Source data
****************

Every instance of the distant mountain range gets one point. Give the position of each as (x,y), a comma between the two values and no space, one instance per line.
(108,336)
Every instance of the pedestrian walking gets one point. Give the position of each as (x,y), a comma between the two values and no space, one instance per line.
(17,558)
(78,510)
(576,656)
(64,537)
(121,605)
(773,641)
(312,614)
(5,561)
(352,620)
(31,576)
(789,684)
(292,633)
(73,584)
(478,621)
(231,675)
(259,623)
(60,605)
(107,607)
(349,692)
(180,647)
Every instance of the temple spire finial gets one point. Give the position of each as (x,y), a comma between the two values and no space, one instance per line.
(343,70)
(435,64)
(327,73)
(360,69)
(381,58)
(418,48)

****************

● What you are asked to do:
What you should do is return the records above exactly, leaving nothing out.

● Solution for this exercise:
Every instance of the distant mountain range gets one point. Give the position of each as (x,y), a comma between the two values and no space, one instance per line.
(108,336)
Every instance of the pedestrian walking gets one point. Give the position of each as (x,y), a comma between the two values and no space, one instance per line.
(17,558)
(78,510)
(576,656)
(64,537)
(121,605)
(773,641)
(312,614)
(5,561)
(352,620)
(31,576)
(789,684)
(292,633)
(73,584)
(478,621)
(231,675)
(259,623)
(60,605)
(107,607)
(349,692)
(180,647)
Every instance of the temple spire finial gets one point. Give the position of each as (x,y), a comma between the two values and no space, one instance per line.
(343,70)
(435,64)
(327,73)
(360,69)
(381,58)
(418,48)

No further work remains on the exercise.